• Document extract
####
Bank of America Plaza

600 Peachtree Street NE, Suite 5200

Atlanta, Georgia 30308-2216

404.885.3000 telephone

troutmansanders.com

December 22, 2015

VIA EDGAR

United States Securities and Exchange Commission

Division of Corporation Finance

100 F Street, N.E.

Washington, D.C. 20549C

Attention: Jay Ingram, Legal Branch Chief

 

  Re: PRGX Global Inc.
    Registration Statement on Form S-3
    Filed November 17, 2015
    File No. 333-208075

Dear Mr. Ingram:

This letter is being submitted in response to the comments provided by the Staff of the Division of Corporation Finance (the “Staff”) of the United States Securities and Exchange Commission (the “Commission”) set forth in the Staff’s letter dated December 8, 2015 (the “Comment Letter”) with respect to the above-referenced Registration Statement on Form S-3 (File No. 333-208075), filed by PRGX Global, Inc. (the “Company”). We are authorized by the Company to provide the responses contained in this letter on its behalf. The terms “we,” “us,” and “our” in the responses refer to the Company.

For ease of reference, we have set forth each comment from the Comment Letter in bold typeface and numbered to correspond with the paragraph number assigned in the Comment Letter. Each comment is followed by the corresponding response of the Company.
####
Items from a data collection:

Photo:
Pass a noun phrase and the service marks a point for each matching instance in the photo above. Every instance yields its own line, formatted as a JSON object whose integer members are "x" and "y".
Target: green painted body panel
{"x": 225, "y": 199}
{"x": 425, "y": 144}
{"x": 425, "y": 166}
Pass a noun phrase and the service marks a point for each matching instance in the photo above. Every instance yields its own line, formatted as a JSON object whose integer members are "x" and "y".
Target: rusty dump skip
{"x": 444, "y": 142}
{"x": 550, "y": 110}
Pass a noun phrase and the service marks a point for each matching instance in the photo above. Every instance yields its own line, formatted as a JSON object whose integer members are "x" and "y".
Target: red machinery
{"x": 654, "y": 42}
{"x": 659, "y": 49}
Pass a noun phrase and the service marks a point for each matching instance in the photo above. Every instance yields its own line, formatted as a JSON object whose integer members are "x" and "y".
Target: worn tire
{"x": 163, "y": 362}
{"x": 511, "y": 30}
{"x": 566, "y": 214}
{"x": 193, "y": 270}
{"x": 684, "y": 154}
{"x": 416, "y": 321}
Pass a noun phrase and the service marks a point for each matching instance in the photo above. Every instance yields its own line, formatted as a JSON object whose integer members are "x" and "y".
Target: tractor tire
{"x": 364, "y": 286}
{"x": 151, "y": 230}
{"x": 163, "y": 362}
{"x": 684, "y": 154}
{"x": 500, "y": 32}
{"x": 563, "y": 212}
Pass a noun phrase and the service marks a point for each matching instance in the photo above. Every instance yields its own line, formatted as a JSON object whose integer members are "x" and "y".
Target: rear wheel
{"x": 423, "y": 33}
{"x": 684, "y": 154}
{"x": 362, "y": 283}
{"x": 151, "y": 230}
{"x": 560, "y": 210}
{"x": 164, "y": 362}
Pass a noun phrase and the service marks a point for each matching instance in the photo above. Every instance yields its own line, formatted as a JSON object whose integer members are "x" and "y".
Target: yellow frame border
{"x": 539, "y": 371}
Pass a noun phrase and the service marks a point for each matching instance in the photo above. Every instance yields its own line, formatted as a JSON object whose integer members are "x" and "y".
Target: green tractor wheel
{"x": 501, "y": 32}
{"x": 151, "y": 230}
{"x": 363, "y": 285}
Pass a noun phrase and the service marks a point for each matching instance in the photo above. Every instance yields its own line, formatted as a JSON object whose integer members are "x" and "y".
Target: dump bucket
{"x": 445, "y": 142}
####
• Problem statement
Please reproduce the PRGX Global letter excerpt above word for word, from the address line through the final sentence.

• Response to this exercise
Bank of America Plaza

600 Peachtree Street NE, Suite 5200

Atlanta, Georgia 30308-2216

404.885.3000 telephone

troutmansanders.com

December 22, 2015

VIA EDGAR

United States Securities and Exchange Commission

Division of Corporation Finance

100 F Street, N.E.

Washington, D.C. 20549C

Attention: Jay Ingram, Legal Branch Chief

 

  Re: PRGX Global Inc.
    Registration Statement on Form S-3
    Filed November 17, 2015
    File No. 333-208075

Dear Mr. Ingram:

This letter is being submitted in response to the comments provided by the Staff of the Division of Corporation Finance (the “Staff”) of the United States Securities and Exchange Commission (the “Commission”) set forth in the Staff’s letter dated December 8, 2015 (the “Comment Letter”) with respect to the above-referenced Registration Statement on Form S-3 (File No. 333-208075), filed by PRGX Global, Inc. (the “Company”). We are authorized by the Company to provide the responses contained in this letter on its behalf. The terms “we,” “us,” and “our” in the responses refer to the Company.

For ease of reference, we have set forth each comment from the Comment Letter in bold typeface and numbered to correspond with the paragraph number assigned in the Comment Letter. Each comment is followed by the corresponding response of the Company.